**PROBLEM TO WORK ON**
After finding the line containing "Target: white wristband" below, please output that line and each following one through the line containing "Target: green and black striped jersey", exactly as written.

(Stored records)
□ □ □ □ □ □ □

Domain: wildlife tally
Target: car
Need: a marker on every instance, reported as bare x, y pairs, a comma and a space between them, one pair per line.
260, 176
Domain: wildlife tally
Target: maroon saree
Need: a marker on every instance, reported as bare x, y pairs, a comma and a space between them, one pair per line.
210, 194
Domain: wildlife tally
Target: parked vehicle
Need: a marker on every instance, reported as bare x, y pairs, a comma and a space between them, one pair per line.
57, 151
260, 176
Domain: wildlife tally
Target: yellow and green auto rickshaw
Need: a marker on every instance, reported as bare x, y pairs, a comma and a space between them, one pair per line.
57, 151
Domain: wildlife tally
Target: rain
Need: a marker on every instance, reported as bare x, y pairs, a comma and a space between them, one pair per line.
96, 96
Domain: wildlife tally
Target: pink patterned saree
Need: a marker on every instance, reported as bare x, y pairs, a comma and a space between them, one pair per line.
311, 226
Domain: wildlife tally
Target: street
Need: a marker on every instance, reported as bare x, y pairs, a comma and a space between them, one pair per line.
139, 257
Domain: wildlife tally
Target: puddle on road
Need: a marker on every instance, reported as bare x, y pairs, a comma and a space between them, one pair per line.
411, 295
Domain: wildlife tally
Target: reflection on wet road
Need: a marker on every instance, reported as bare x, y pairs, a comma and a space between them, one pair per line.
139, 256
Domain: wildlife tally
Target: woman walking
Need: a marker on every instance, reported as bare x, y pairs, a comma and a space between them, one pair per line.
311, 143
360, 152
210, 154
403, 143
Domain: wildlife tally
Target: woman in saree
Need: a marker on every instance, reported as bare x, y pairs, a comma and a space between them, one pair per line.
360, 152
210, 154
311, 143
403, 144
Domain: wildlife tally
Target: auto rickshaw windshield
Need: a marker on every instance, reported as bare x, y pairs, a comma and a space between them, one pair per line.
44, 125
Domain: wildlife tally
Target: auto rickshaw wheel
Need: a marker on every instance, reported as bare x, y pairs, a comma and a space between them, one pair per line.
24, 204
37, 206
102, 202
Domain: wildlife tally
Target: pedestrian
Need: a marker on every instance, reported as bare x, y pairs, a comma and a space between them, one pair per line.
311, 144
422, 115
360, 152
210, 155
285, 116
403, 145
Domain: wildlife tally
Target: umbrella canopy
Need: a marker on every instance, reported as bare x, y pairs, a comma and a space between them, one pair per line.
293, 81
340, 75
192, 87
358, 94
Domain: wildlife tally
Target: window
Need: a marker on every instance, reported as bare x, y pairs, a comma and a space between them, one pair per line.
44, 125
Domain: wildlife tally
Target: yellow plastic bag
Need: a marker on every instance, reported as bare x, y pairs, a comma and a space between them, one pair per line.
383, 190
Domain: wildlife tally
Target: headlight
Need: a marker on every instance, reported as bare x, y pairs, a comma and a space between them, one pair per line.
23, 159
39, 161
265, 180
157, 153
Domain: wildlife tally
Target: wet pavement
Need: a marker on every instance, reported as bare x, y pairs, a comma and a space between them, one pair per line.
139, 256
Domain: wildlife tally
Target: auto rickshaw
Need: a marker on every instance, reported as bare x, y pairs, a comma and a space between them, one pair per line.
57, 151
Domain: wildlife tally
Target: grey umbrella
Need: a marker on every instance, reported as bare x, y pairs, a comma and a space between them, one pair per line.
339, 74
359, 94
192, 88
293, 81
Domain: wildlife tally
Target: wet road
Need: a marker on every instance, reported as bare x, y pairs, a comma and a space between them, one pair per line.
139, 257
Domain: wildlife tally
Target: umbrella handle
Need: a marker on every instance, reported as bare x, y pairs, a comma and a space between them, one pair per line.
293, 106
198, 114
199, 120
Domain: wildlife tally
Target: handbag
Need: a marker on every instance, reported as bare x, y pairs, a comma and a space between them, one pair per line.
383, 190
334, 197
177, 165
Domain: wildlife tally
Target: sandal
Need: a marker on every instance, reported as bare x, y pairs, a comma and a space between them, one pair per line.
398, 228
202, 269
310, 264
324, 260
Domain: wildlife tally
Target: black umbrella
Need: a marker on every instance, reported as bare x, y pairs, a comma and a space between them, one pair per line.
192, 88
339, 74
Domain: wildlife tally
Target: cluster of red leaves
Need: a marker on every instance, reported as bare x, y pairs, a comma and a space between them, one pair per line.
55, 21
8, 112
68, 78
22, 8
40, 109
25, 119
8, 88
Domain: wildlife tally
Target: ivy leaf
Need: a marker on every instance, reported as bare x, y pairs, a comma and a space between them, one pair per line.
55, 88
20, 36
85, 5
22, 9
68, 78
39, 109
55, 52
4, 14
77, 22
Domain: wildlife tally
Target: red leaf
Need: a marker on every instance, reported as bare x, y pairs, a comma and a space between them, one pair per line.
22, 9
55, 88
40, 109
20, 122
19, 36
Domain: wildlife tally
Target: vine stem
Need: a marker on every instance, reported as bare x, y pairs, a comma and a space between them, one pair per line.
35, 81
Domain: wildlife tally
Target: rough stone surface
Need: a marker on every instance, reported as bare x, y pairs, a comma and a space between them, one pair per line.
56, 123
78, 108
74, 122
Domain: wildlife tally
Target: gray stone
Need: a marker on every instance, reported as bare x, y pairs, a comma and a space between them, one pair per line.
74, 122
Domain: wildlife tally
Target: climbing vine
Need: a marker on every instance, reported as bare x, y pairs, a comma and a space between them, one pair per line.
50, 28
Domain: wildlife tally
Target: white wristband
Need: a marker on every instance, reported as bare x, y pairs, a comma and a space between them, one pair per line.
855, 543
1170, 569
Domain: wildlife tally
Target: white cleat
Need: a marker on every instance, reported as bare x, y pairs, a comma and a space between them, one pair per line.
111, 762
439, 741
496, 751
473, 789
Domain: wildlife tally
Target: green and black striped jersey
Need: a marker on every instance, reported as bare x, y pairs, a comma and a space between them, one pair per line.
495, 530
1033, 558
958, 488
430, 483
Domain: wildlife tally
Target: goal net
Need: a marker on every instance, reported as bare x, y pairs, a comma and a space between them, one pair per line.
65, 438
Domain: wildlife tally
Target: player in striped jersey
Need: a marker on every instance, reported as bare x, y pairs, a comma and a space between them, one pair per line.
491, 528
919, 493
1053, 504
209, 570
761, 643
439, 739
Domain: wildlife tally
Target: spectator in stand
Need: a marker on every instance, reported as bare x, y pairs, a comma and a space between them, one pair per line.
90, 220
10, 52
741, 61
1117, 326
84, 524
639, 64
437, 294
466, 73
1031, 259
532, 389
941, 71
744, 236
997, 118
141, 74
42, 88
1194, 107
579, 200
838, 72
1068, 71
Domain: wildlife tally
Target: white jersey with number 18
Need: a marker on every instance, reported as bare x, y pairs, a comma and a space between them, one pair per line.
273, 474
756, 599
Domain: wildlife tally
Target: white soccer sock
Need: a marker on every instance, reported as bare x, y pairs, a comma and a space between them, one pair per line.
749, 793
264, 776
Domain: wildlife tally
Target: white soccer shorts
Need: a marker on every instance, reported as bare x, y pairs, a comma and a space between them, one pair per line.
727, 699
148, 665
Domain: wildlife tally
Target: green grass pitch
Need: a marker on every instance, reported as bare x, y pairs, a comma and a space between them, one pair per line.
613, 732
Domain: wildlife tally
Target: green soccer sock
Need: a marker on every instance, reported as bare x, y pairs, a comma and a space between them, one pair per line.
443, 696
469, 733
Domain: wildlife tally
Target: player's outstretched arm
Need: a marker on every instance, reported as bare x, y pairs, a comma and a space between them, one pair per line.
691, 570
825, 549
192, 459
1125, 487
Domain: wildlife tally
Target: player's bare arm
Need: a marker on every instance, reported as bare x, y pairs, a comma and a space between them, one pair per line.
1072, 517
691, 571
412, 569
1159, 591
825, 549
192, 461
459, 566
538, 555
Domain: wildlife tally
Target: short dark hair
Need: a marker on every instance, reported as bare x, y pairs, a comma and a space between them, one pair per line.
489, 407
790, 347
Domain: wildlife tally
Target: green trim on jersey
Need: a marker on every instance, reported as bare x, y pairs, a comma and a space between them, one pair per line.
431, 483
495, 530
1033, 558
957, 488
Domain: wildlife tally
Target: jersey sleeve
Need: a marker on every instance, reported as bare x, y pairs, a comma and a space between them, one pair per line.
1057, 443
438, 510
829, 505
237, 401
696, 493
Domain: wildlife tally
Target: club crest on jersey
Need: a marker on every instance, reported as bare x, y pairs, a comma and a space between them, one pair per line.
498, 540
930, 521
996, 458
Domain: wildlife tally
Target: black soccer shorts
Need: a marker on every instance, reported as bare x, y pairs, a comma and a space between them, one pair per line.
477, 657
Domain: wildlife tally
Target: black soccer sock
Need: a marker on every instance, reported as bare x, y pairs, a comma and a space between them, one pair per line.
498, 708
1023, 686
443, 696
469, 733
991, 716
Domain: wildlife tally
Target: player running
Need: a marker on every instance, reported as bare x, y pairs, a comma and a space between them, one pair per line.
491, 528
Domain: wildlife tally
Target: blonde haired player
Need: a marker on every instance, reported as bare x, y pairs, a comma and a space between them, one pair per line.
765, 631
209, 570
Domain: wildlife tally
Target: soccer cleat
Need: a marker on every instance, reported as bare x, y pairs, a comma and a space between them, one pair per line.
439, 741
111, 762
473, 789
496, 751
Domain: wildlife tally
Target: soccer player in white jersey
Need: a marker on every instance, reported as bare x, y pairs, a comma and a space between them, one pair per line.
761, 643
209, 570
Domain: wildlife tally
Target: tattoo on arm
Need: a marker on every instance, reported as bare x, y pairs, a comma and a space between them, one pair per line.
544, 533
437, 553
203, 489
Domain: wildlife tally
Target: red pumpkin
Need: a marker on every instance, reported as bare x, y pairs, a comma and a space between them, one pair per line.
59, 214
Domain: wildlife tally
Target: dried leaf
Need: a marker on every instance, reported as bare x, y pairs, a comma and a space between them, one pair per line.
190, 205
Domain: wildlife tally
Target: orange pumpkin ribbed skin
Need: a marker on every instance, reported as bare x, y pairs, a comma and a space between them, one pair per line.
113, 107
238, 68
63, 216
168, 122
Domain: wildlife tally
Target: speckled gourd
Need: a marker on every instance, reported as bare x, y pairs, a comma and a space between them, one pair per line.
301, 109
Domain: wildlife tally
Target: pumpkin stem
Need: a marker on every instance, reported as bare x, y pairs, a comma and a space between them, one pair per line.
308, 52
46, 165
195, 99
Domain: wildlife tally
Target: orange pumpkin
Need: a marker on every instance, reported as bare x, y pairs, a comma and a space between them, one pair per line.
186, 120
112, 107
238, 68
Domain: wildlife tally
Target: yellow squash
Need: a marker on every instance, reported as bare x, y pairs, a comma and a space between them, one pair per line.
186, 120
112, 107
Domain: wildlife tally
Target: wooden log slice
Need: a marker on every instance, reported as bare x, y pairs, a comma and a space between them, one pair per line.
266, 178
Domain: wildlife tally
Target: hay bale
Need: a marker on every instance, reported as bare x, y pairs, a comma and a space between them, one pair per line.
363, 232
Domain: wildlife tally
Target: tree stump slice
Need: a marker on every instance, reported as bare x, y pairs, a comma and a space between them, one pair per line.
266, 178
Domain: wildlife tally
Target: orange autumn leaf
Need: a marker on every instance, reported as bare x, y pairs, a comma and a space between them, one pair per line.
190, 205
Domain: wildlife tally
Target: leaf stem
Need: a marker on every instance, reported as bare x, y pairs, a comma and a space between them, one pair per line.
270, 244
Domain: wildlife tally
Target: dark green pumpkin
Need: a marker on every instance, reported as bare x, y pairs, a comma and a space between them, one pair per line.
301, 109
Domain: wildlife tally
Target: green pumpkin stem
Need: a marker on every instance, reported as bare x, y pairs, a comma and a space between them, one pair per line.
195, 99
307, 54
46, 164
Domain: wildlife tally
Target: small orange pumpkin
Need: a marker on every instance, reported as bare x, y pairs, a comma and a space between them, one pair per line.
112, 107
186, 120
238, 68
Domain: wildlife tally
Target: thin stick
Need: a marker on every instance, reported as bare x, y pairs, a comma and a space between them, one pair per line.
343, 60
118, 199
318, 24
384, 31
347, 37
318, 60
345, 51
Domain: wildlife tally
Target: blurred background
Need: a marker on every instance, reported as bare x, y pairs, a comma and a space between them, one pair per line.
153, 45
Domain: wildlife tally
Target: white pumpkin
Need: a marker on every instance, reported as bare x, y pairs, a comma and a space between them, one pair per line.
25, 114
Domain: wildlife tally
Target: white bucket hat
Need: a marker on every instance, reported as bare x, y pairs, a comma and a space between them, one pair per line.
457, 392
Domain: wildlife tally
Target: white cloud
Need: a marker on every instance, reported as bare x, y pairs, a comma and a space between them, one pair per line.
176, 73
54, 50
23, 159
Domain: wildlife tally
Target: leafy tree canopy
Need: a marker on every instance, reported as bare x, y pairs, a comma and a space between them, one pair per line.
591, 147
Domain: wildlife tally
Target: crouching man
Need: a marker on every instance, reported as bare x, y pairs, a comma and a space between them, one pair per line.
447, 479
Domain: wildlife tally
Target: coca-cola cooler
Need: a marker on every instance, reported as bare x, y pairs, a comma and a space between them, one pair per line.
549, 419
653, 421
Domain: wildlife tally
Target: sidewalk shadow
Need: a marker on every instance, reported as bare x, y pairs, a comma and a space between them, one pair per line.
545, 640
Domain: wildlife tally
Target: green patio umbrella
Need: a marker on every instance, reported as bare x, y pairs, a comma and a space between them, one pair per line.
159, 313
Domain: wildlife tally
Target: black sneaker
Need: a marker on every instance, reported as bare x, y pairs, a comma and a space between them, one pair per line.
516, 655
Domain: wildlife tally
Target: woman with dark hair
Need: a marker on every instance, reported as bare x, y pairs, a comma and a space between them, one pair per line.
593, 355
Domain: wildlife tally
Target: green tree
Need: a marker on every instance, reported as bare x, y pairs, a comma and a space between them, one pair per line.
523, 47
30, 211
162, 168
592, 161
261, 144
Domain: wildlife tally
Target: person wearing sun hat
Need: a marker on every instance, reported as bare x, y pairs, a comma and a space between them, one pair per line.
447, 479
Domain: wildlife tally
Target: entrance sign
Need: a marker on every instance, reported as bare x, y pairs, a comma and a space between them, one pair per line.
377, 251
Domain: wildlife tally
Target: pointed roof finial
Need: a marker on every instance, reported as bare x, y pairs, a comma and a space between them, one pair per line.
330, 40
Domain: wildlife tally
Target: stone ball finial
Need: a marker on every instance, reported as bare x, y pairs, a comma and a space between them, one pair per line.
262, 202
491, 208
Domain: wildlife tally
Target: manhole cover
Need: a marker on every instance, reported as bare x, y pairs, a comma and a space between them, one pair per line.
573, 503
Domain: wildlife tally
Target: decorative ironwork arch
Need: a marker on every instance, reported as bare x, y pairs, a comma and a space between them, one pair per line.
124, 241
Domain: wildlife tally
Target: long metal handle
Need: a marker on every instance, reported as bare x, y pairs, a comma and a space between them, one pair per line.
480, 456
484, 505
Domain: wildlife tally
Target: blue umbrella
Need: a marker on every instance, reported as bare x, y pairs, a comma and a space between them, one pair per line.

□ □ □ □ □ □ □

**RESULT OF THIS EXERCISE**
Target: white wristband
Need: a marker on every instance, reported as bare x, y pairs, a comma and a space between them, one pair per line.
855, 543
1170, 569
Domain: wildlife tally
Target: white cleat
Need: a marker on every instance, reported as bare x, y pairs, a comma and a space between them, one pair per line.
111, 762
439, 741
496, 751
473, 789
Domain: wildlife tally
Target: green and black striped jersey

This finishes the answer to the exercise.